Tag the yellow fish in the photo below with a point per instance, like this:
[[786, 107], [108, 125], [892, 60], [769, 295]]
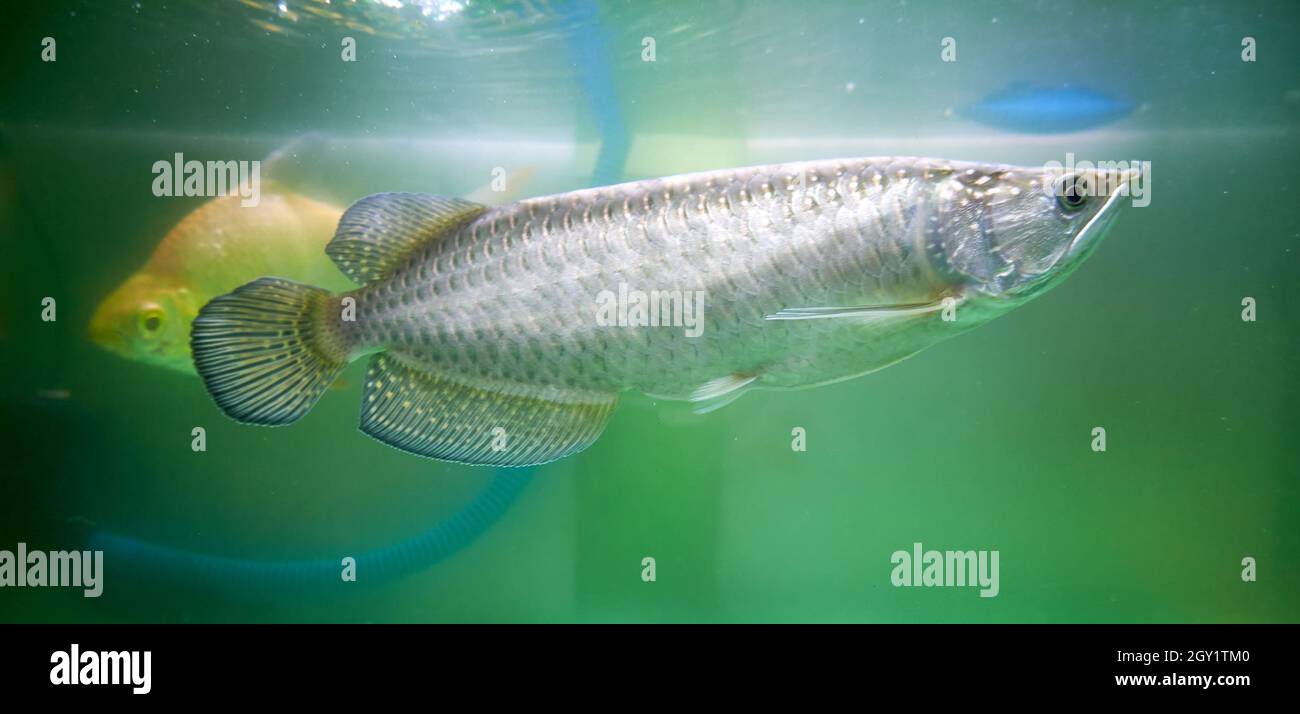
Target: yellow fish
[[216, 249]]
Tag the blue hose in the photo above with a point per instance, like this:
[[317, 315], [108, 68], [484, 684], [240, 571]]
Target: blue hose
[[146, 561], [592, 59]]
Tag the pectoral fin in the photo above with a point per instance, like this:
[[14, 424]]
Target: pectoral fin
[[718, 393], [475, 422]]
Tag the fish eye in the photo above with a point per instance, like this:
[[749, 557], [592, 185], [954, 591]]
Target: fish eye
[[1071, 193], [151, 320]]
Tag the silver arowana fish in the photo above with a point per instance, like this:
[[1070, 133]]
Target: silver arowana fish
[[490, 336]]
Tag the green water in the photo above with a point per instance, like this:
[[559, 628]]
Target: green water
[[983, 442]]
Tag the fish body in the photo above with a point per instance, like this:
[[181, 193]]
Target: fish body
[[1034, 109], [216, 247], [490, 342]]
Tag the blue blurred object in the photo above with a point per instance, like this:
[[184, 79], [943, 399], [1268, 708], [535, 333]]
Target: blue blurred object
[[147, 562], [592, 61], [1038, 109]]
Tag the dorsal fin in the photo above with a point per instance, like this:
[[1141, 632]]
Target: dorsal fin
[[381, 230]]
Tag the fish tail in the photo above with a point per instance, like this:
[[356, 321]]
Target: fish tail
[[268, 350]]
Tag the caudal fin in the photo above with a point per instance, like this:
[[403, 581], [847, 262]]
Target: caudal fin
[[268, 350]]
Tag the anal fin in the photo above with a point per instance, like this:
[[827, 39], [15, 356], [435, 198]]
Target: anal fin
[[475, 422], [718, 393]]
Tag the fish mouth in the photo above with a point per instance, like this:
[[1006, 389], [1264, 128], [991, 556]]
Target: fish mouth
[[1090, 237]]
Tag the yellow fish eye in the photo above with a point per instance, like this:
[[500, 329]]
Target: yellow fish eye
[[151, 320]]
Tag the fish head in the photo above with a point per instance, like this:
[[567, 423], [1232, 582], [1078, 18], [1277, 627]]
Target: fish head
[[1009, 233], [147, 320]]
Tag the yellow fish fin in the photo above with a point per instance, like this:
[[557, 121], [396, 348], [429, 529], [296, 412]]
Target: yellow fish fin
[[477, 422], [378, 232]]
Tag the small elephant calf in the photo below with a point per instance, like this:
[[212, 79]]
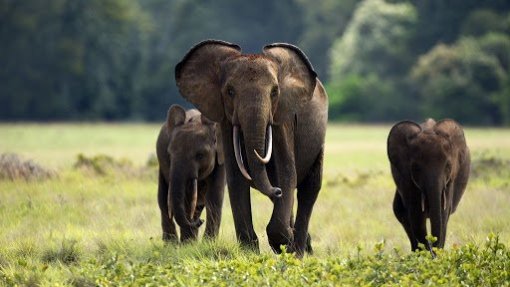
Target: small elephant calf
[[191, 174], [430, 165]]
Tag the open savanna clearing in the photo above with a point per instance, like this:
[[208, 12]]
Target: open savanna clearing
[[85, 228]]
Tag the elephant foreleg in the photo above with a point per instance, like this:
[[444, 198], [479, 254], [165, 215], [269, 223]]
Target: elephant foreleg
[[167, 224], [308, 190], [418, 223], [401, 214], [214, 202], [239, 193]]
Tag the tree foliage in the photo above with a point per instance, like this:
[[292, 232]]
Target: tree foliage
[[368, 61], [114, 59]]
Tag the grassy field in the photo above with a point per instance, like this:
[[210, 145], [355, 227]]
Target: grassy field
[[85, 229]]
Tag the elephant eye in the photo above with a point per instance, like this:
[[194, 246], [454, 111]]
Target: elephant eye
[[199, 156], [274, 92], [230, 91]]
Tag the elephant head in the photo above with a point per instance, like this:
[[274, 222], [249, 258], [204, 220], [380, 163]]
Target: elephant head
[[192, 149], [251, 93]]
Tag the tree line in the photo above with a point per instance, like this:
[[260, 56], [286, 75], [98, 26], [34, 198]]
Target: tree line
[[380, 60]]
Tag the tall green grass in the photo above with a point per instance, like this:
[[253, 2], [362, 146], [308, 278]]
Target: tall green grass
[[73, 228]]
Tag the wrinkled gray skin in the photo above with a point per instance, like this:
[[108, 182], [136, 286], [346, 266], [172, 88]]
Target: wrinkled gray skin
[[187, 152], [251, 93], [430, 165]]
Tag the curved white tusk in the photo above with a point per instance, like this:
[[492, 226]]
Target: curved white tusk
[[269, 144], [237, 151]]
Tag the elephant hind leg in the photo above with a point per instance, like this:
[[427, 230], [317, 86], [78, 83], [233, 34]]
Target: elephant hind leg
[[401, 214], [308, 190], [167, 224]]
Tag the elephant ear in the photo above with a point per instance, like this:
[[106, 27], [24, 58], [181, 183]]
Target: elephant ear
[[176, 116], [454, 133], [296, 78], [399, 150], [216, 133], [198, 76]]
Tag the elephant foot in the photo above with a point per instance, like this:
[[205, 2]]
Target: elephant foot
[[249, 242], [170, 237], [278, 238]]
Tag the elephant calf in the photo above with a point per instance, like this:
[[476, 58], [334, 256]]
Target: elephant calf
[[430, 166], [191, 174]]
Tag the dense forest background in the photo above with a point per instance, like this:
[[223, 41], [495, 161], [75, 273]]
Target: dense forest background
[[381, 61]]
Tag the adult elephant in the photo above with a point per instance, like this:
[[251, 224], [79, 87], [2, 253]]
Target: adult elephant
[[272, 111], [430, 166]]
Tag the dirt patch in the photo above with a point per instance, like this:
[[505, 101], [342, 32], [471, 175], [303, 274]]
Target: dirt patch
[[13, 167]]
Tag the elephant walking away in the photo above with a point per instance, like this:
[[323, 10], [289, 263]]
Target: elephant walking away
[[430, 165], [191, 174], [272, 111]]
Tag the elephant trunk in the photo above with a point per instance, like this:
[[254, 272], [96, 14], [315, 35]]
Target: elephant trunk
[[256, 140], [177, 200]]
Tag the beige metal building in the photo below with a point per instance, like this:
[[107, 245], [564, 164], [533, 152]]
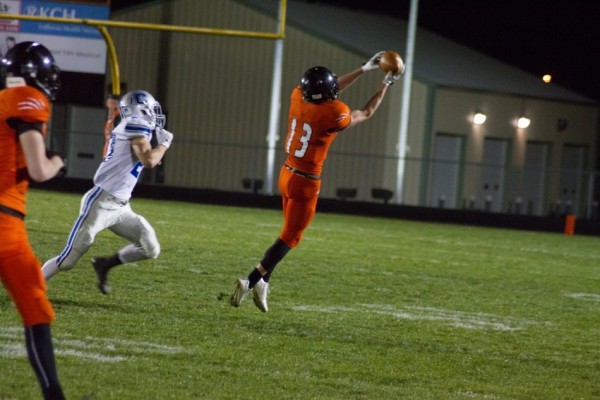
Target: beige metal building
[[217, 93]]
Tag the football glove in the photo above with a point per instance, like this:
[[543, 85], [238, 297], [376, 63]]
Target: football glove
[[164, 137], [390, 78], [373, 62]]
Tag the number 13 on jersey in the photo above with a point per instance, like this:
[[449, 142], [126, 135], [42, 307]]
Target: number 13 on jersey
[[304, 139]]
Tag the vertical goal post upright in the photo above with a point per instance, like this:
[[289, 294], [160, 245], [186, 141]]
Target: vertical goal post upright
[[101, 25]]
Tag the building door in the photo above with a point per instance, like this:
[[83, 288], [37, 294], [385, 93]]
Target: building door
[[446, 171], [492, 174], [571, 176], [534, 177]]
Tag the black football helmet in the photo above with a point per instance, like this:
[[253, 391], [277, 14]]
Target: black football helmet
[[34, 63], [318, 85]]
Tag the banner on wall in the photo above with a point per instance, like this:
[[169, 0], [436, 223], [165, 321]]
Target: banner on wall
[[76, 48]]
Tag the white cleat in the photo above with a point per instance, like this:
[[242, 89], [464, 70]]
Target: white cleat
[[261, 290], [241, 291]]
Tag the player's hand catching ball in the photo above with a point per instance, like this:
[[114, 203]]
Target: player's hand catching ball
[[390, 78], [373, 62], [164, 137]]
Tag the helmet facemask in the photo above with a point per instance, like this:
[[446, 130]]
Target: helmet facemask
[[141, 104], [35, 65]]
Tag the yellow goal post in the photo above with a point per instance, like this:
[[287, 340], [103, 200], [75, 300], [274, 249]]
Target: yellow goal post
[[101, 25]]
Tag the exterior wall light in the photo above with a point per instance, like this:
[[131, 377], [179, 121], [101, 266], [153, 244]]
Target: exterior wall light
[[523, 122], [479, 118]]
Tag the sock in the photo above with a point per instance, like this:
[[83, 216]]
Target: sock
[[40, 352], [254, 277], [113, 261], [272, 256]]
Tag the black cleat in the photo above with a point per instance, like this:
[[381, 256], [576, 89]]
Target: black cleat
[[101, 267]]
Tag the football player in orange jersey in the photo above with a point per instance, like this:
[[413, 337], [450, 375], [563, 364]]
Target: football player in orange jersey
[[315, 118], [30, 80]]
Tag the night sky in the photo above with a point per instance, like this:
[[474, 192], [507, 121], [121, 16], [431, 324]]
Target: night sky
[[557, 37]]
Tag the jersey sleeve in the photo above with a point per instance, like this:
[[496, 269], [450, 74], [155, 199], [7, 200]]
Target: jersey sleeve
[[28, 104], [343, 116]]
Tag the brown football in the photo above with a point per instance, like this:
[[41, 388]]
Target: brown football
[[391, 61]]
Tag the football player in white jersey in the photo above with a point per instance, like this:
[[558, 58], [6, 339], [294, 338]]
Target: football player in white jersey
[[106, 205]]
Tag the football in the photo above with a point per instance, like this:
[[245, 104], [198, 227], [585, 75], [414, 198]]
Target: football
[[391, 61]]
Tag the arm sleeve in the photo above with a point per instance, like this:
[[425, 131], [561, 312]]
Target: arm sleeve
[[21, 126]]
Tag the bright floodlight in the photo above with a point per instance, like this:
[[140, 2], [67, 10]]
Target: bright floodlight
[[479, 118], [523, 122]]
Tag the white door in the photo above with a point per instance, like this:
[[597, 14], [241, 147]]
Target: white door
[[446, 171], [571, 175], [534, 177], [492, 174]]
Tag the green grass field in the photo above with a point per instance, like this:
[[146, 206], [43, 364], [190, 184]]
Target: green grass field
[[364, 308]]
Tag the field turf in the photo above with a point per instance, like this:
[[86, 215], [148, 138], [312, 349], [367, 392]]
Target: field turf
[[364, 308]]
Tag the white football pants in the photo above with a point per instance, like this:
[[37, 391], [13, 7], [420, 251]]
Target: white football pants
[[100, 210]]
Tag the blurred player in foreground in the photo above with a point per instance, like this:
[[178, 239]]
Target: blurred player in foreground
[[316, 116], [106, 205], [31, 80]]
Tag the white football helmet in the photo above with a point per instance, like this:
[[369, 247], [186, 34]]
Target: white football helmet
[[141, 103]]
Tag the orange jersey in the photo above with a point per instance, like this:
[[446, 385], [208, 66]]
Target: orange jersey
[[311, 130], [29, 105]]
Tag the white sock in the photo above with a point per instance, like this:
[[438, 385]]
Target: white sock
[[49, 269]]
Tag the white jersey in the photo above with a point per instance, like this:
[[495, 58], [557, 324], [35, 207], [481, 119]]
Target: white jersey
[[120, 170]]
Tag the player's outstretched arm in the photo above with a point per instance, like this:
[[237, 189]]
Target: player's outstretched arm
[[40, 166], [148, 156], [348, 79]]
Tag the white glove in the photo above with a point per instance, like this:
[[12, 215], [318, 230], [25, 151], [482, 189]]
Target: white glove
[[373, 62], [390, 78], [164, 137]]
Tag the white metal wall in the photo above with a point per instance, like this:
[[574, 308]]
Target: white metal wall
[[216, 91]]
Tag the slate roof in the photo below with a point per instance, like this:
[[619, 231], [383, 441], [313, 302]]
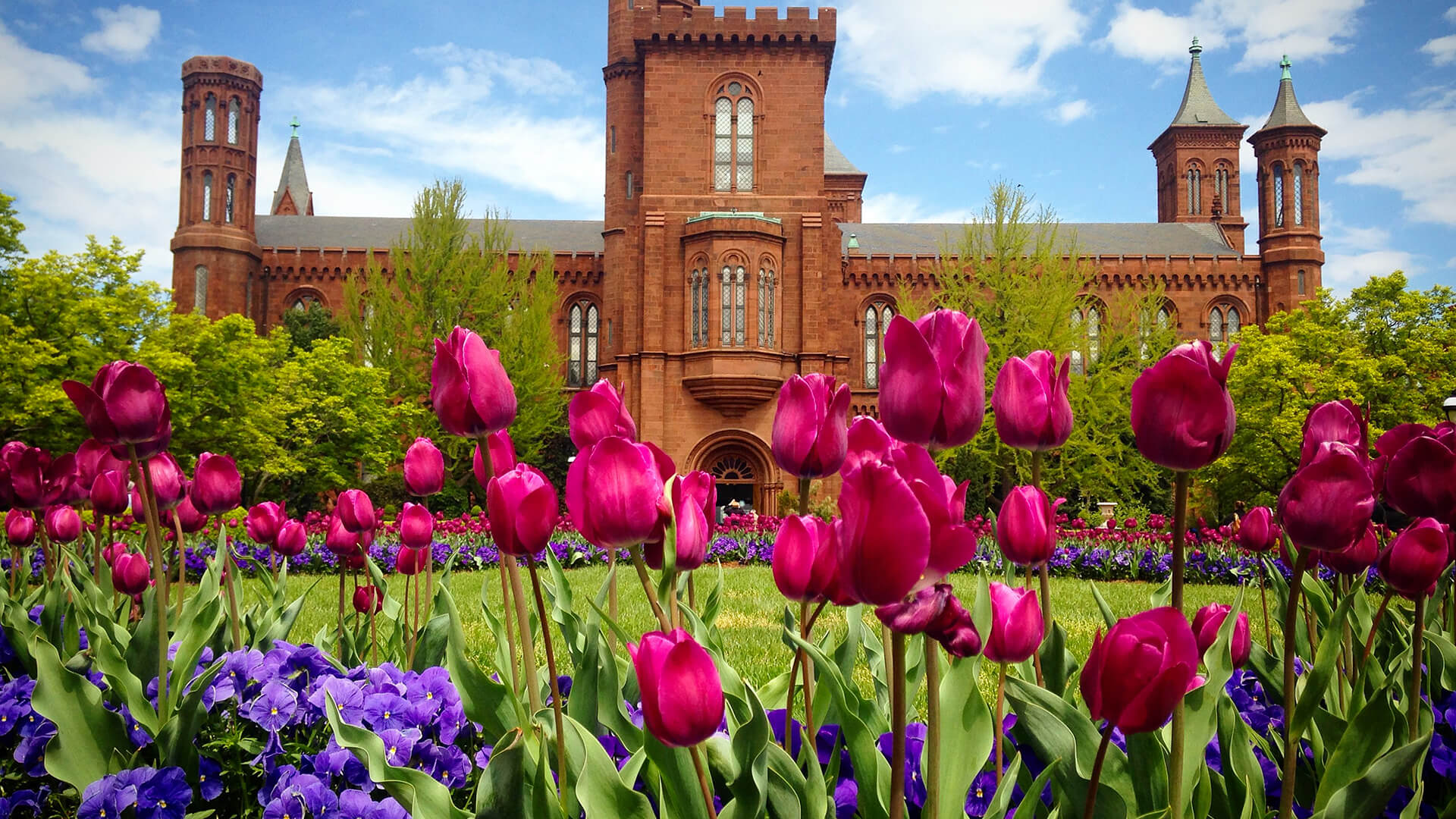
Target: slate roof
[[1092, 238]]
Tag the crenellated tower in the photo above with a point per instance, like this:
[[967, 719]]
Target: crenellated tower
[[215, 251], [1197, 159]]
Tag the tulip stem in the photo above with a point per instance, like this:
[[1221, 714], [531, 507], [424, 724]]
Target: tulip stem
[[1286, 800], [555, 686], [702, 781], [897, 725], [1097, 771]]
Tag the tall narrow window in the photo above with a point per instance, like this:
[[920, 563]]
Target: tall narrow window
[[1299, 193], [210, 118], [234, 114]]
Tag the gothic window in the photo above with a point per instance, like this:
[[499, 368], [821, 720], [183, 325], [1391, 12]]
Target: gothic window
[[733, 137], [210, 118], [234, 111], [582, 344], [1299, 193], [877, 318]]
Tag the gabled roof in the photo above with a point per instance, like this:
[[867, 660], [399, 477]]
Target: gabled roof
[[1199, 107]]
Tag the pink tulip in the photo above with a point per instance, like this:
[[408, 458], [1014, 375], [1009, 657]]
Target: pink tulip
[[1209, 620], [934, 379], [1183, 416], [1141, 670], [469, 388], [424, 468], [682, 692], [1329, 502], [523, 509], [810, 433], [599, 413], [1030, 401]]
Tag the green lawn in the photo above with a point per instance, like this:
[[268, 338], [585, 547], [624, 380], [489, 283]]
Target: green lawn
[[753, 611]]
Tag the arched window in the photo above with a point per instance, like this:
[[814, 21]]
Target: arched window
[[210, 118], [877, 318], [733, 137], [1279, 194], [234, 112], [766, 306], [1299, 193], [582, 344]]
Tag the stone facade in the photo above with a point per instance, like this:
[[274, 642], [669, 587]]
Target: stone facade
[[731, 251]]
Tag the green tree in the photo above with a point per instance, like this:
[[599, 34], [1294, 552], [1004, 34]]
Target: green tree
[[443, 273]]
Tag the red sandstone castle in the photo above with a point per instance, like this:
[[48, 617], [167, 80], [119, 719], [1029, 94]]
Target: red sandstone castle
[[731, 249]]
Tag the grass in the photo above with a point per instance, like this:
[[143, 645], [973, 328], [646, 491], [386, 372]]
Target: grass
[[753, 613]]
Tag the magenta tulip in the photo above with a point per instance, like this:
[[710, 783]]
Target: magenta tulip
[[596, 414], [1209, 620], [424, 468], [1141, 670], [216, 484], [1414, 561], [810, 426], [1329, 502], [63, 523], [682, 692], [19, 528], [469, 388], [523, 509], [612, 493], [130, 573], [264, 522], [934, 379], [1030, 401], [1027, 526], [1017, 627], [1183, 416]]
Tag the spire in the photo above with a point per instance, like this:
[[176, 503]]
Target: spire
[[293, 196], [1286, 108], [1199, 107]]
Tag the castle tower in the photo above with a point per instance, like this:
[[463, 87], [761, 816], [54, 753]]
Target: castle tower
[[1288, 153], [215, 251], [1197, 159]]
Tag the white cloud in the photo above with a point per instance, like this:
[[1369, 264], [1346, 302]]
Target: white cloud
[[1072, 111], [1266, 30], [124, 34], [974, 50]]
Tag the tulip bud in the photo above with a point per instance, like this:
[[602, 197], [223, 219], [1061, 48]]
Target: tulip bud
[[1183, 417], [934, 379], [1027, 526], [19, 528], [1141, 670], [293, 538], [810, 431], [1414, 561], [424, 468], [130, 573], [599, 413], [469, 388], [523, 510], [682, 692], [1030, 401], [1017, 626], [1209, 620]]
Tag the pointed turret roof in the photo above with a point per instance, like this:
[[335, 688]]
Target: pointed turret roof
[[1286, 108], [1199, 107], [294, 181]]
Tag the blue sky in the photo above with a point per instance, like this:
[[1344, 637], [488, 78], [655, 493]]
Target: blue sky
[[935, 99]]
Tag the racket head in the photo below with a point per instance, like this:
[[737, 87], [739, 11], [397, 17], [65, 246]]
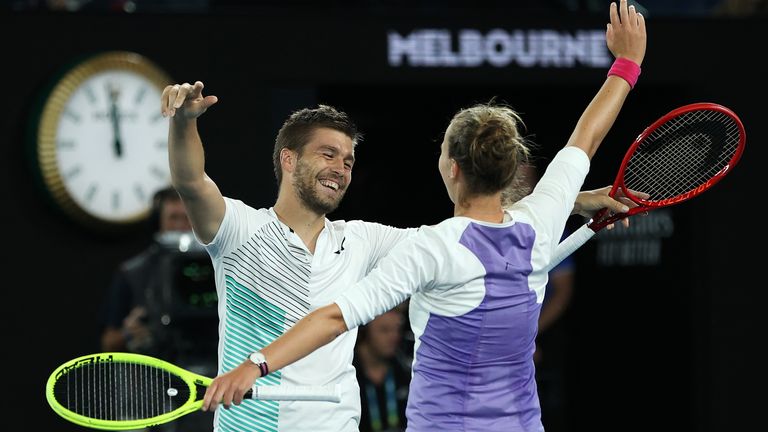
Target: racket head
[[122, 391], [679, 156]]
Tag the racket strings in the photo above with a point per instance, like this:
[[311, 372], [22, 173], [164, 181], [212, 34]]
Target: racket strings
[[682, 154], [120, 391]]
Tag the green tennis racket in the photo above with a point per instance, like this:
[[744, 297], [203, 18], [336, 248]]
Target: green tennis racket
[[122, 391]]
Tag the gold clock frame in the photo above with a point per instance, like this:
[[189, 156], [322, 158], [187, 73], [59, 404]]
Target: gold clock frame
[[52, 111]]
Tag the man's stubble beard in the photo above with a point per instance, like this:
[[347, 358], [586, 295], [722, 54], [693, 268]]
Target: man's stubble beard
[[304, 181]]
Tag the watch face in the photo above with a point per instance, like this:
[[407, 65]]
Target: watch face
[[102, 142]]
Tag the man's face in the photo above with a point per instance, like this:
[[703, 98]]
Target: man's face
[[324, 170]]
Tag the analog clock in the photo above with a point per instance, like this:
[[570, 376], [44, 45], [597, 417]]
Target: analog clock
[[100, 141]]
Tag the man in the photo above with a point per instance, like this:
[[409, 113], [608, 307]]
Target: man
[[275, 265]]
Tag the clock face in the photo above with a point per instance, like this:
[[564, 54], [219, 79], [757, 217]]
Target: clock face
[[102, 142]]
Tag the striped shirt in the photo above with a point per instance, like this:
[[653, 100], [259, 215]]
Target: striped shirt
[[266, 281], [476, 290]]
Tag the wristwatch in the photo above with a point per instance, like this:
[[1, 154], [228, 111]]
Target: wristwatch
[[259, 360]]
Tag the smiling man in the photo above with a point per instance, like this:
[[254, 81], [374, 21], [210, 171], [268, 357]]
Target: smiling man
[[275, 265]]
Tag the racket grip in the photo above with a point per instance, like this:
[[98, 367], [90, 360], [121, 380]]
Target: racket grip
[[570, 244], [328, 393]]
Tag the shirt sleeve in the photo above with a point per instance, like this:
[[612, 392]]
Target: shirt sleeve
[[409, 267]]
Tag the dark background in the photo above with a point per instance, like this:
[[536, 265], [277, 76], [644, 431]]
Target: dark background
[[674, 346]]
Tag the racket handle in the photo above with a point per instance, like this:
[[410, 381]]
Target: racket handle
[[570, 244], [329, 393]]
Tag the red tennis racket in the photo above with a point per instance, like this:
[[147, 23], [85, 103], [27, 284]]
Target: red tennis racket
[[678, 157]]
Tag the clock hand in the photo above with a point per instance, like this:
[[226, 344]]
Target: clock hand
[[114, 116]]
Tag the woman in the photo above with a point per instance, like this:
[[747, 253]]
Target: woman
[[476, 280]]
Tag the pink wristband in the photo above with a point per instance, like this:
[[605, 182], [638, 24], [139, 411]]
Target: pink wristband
= = =
### Work request
Only this range is to be output: the line that contains "Tag the red tennis" through the last line of the records above, both inclusive.

### Response for this exercise
Tag the red tennis racket in the photo above with a point per instance, like this:
[[147, 23], [85, 103], [27, 284]]
Target: red tennis racket
[[678, 157]]
Tag the clock hand in the photo above with a point per instance, like this:
[[226, 344]]
Target: clock hand
[[114, 116]]
Tag the woman in the photo above with a point per instance, like this:
[[747, 253]]
Target: woman
[[476, 280]]
Tag the pink wristband in the photo above with a point per instance, like this:
[[605, 182], [638, 24], [139, 411]]
Target: pink wristband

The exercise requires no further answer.